### What the task asks
All entries should be output exactly as they stand.

═════ Data extract

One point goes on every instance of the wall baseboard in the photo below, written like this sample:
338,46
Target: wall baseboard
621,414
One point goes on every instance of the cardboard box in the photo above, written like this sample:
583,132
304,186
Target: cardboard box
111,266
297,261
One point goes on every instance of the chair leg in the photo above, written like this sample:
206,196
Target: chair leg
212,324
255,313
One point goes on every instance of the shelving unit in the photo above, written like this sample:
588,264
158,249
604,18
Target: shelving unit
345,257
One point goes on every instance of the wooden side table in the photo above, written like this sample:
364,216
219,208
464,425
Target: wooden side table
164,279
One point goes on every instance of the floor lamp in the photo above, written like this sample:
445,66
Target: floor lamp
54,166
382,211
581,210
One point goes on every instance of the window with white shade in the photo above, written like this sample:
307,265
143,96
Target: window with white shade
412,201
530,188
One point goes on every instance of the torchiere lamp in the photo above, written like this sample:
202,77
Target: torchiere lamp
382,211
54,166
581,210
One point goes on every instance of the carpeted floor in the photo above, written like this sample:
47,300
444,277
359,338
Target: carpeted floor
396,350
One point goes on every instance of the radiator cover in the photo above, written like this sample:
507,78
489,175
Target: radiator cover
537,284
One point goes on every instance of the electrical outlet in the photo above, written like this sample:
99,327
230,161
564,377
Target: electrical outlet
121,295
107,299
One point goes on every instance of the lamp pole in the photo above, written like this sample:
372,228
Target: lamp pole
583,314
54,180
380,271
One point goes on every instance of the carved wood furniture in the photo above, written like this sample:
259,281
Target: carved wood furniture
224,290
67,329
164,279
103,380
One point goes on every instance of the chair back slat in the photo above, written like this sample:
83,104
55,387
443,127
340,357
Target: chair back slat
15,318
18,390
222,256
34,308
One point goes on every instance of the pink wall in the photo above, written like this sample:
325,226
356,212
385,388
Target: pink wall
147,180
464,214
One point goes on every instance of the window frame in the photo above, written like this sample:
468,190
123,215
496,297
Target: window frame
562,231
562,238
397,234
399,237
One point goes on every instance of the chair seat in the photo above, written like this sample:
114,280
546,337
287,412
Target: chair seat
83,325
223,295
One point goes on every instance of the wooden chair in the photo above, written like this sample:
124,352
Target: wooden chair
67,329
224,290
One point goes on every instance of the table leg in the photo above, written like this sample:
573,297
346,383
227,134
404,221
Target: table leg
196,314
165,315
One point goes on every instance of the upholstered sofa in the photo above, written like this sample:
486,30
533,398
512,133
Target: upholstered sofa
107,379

══════════

### Worked solution
One point goes on every instance of the wall baseboard in the photo below, written like this sample:
338,46
Target: wall baseboard
621,414
One point goes on every instance of the cardboard box in the photo above, written like this sample:
583,132
304,186
Target: cardboard box
111,266
297,261
One point goes on every instance of the chair leg in the photo above, written like this sample:
206,196
Target: chair leg
212,324
255,313
One point goes on every instance of the shelving unit in the photo above, written like this sample:
588,264
158,249
604,18
Target: shelving unit
345,257
One point goes on every instance of the wooden side table in the photo above, written like this sample:
364,216
219,208
464,425
Target: wooden side table
164,279
One point goes on every instance of the floor lamp in the photo above, written like this sample:
445,66
Target: floor lamp
54,166
382,211
581,210
One point goes on every instance of the window with white shade in the photo above, written like this sample:
307,265
143,96
Target: window with white shade
412,201
530,188
One point goes on every instance of the torchiere lamp in the photo above, written like this sample:
202,77
Target: torchiere lamp
382,211
54,166
581,210
One point goes on every instance of the carpeted floor in the photo above, written like this sample:
47,300
444,277
359,338
Target: carpeted floor
396,350
One point goes on every instance of the radiator cover in the photo above, written like this sample:
507,78
489,175
Target: radiator cover
537,284
One point goes on every instance of the electrical outlet in the photo above, written like this sample:
99,327
230,161
564,377
Target: electrical outlet
121,295
107,299
One point goes on every instance of the lamp pole in the photo above, written like this sample:
372,228
Target: lamp pole
583,314
54,180
380,271
One point goes on every instance of the carved wood furniture in the photo above, written like this sample:
259,281
Target: carved wood furniture
224,290
67,329
164,279
103,380
One point goes on every instance of the chair back slat in the photo above, written like this sample:
83,104
55,387
443,127
340,357
Target: chair back slat
15,318
18,390
222,256
34,308
One point goes on every instance of the pink wall in the photo above, written like this sample:
325,226
356,212
385,388
Target: pink wall
147,180
464,214
One point goes on every instance of the window frame in the photo above, written like this sample:
468,190
123,215
496,297
Target: window frame
562,231
562,238
397,234
399,237
One point goes on every instance of the chair seat in the photo above, written like this sample:
114,280
546,337
287,412
Target: chair seat
83,325
223,295
One point goes on every instance of the wooden chair in the photo above, written like this sample:
124,352
Target: wooden chair
67,329
224,290
One point goes on every instance of the table leg in the photo above, written like this sample:
573,297
346,383
227,134
404,221
Target: table leg
196,314
165,315
One point goes on every instance of the upholstered sofa in the photo above, written like this sample:
486,30
533,398
512,133
Target: upholstered sofa
107,379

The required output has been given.